# [Prompt]
Render the lines of the listing below as a JSON list of strings, one string per line, covering the stretch from the line containing "of the white" through the end of the listing and skipping blank lines. Leave the pictures out.

[Stored listing]
□ □ □ □ □ □ □

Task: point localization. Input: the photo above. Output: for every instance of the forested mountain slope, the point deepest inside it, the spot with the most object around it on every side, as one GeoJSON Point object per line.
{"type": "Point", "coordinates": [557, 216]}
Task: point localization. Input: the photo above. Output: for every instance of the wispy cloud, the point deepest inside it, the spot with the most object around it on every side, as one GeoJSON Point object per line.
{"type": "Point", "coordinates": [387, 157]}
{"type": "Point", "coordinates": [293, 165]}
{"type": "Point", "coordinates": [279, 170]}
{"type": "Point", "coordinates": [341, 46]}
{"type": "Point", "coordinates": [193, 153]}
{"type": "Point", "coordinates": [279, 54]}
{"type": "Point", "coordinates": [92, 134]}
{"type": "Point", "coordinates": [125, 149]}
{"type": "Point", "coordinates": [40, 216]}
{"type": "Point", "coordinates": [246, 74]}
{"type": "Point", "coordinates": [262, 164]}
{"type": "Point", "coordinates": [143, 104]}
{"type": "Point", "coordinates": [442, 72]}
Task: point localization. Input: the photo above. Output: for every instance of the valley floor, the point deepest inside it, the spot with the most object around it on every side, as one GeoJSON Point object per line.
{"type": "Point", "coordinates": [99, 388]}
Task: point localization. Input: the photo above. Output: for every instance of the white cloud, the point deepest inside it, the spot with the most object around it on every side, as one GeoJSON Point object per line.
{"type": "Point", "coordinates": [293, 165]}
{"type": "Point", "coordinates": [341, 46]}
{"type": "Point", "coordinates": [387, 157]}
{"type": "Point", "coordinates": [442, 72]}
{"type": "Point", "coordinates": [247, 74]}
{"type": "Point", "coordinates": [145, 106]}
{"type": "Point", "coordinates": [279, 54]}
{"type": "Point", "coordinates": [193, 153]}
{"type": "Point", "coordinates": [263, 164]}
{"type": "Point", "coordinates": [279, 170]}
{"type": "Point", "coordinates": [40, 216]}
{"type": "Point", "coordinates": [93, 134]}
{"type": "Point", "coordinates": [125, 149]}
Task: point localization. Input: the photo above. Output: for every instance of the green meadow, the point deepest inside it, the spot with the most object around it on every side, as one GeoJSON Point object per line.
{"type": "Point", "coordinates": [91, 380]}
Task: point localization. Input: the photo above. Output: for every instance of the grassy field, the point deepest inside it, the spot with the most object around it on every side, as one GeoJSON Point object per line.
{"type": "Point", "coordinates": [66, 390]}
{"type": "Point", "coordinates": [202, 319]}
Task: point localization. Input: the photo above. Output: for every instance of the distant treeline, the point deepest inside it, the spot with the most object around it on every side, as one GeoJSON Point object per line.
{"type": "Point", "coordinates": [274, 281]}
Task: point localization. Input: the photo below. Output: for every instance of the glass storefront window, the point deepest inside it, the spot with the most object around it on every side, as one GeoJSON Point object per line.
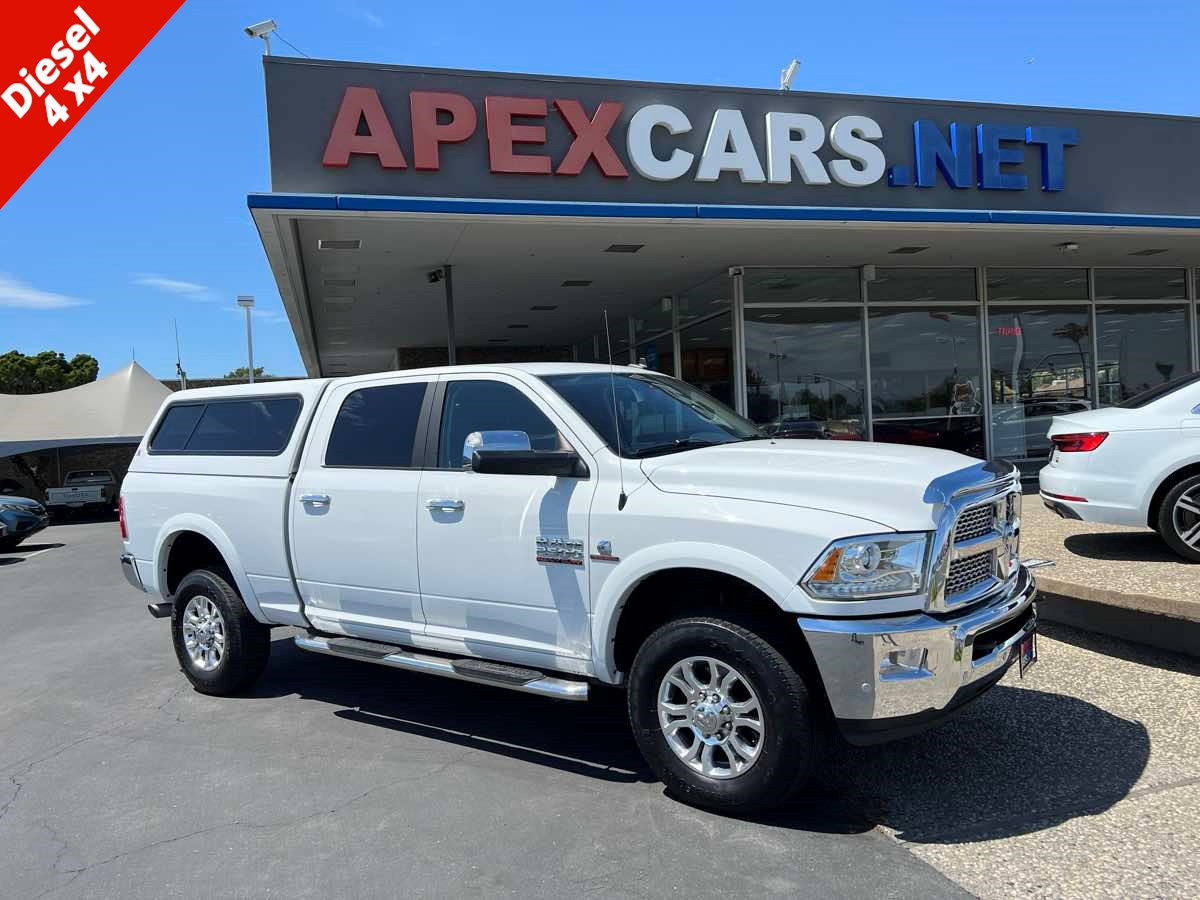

□ □ □ □ □ □ □

# [Result]
[
  "Task: point localization. Input: the photo above. Output: for every instance of the white cloud, the point deepest inside it, the spot with the most object around it on every side, as one GeoJSON Point object per line.",
  "{\"type\": \"Point\", \"coordinates\": [293, 165]}",
  "{\"type\": \"Point\", \"coordinates\": [341, 46]}",
  "{\"type\": \"Point\", \"coordinates\": [387, 157]}",
  "{\"type\": \"Point\", \"coordinates\": [442, 72]}",
  "{\"type\": \"Point\", \"coordinates\": [247, 74]}",
  "{\"type\": \"Point\", \"coordinates\": [145, 106]}",
  "{\"type\": \"Point\", \"coordinates\": [279, 54]}",
  "{\"type\": \"Point\", \"coordinates\": [193, 153]}",
  "{\"type\": \"Point\", \"coordinates\": [263, 164]}",
  "{\"type\": \"Point\", \"coordinates\": [279, 170]}",
  "{\"type\": \"Point\", \"coordinates\": [40, 216]}",
  "{\"type\": \"Point\", \"coordinates\": [93, 134]}",
  "{\"type\": \"Point\", \"coordinates\": [125, 149]}",
  "Task: point localization. Input: the photo above. Output: for every instance of the green meadow, the point deepest inside it, the spot with the most object around it on every side, as one GeoJSON Point object per line.",
  "{\"type\": \"Point\", \"coordinates\": [91, 380]}",
  "Task: point localization. Input: the photo above. Output: for every instance of the grassy field, the point deepest inside it, the spot with the most object around it on every side, as one GeoJSON Point object per line.",
  "{\"type\": \"Point\", \"coordinates\": [66, 390]}",
  "{\"type\": \"Point\", \"coordinates\": [202, 319]}",
  "Task: point localization. Input: the photo above. Output: for every instance of the distant treeline, the point deepest inside it, the spot with the most object around it on every side, as one GeoJSON Point object per line.",
  "{\"type\": \"Point\", \"coordinates\": [274, 281]}",
  "Task: point localization. Input: the photo below. Output: for every instance of the glass storefront window, the point deepest inside it, the spot with the most object around it on every side, as one GeoJSON Point object per line."
]